## YOUR TASK
The reply should consist of the entire listing, word for word.

## TASK MATERIAL
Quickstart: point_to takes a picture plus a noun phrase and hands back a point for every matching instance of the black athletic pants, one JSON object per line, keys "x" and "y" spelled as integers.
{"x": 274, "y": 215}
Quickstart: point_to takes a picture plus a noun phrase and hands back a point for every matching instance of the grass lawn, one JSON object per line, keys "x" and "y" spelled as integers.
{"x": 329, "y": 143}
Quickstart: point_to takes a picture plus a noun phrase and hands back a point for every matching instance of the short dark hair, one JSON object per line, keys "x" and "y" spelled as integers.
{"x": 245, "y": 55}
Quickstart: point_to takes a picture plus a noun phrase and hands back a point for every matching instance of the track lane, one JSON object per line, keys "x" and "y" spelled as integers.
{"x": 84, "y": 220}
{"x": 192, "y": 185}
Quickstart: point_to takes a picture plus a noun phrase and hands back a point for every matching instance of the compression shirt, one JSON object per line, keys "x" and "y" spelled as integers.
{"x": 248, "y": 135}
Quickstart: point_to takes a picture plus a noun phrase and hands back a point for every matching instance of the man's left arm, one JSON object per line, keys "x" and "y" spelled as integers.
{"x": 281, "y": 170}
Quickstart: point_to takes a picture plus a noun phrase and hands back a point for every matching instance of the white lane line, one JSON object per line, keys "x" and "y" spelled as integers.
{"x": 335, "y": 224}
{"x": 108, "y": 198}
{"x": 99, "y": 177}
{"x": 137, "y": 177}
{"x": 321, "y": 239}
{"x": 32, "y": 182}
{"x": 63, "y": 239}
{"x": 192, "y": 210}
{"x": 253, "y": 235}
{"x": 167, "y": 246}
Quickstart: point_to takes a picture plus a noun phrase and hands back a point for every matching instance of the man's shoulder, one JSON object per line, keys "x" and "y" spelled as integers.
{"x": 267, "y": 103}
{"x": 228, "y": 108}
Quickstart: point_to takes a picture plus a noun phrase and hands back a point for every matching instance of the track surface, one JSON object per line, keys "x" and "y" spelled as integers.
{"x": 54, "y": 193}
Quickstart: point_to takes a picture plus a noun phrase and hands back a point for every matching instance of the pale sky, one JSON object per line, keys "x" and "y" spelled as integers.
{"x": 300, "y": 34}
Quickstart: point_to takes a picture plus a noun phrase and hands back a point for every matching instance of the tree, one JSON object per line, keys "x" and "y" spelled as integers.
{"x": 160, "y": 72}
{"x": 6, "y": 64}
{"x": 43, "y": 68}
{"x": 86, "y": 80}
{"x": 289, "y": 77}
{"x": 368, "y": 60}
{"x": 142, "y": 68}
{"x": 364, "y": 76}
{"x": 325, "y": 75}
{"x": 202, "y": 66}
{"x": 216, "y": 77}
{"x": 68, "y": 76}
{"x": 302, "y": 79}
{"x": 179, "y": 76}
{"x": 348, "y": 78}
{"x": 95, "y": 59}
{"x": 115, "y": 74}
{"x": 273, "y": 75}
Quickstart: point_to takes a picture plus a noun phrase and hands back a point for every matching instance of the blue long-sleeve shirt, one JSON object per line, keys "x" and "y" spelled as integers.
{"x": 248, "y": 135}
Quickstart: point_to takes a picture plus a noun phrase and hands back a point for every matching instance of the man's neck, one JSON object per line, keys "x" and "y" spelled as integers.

## ANSWER SPACE
Quickstart: point_to takes a picture plus a noun phrase and hands back a point for every matching instance of the black athletic pants, one JSON object per line, keys "x" and "y" spelled as integers.
{"x": 274, "y": 215}
Quickstart: point_to takes a picture plus a noun phrase and hands back a point for every matching instance of the grass lawn, one JSON object per line, keys "x" and "y" spelled as integers.
{"x": 329, "y": 143}
Quickstart: point_to takes a picture plus a noun phrase and hands back a point for every matching instance of the short dark hair, one JSON object per line, keys "x" and "y" spelled as integers.
{"x": 245, "y": 55}
Quickstart: point_to takes a picture plus a noun phrase and hands back a point for every matching instance of the track lane, one JSON object per line, keys "x" and "y" spelled as integers.
{"x": 84, "y": 220}
{"x": 192, "y": 185}
Quickstart: point_to takes a picture plus a noun phrase and hands back a point for every matching instance of the compression shirt, one JSON object per line, keys "x" and "y" spelled as integers.
{"x": 248, "y": 135}
Quickstart: point_to takes a picture plus a noun phrase and hands back a point for every matching instance of the man's left arm, one JSON object per line, keys "x" and "y" spelled as integers.
{"x": 281, "y": 170}
Quickstart: point_to takes a picture plus a noun phrase and hands back a point for every matching instance of the white lane line, one JSON object per line, keys "x" and "y" spelled as integers.
{"x": 335, "y": 224}
{"x": 108, "y": 198}
{"x": 99, "y": 177}
{"x": 137, "y": 177}
{"x": 321, "y": 239}
{"x": 32, "y": 182}
{"x": 63, "y": 239}
{"x": 192, "y": 210}
{"x": 253, "y": 235}
{"x": 167, "y": 246}
Quickstart: point_to takes a picture plus a noun phrase and hands back a point for every matching instance of the man's shoulder, one JSON object per line, keys "x" and "y" spelled as integers.
{"x": 267, "y": 103}
{"x": 228, "y": 108}
Quickstart: point_to takes a picture plus a noun phrase and hands back a point for every matching instance of the track surface, one JSON object per line, keys "x" and "y" spelled as integers.
{"x": 54, "y": 193}
Quickstart: point_to takes a picture plus a noun phrase and hands back a point for every matching instance of the pale sky, one JSON object per line, keys "x" and "y" spelled as integers.
{"x": 300, "y": 34}
Quickstart: point_to takes a picture plus a noun phrase and hands back a point for every matching instance of the tree, one JSON object per line, keys "x" and "y" spelled as integers.
{"x": 160, "y": 72}
{"x": 6, "y": 64}
{"x": 43, "y": 68}
{"x": 86, "y": 80}
{"x": 289, "y": 77}
{"x": 368, "y": 60}
{"x": 142, "y": 68}
{"x": 364, "y": 76}
{"x": 325, "y": 75}
{"x": 202, "y": 66}
{"x": 216, "y": 77}
{"x": 68, "y": 76}
{"x": 302, "y": 79}
{"x": 179, "y": 76}
{"x": 348, "y": 78}
{"x": 95, "y": 59}
{"x": 115, "y": 74}
{"x": 273, "y": 75}
Quickstart: point_to takes a picture plus a noun phrase and hands back a point for every matching instance of the blue long-sleeve shirt, one JSON object per line, keys "x" and "y" spelled as integers.
{"x": 248, "y": 135}
Quickstart: point_to takes a picture plus a noun phrase and hands back a point for every matching instance of the man's neck, one JSON object per line, keys "x" and "y" spelled as integers.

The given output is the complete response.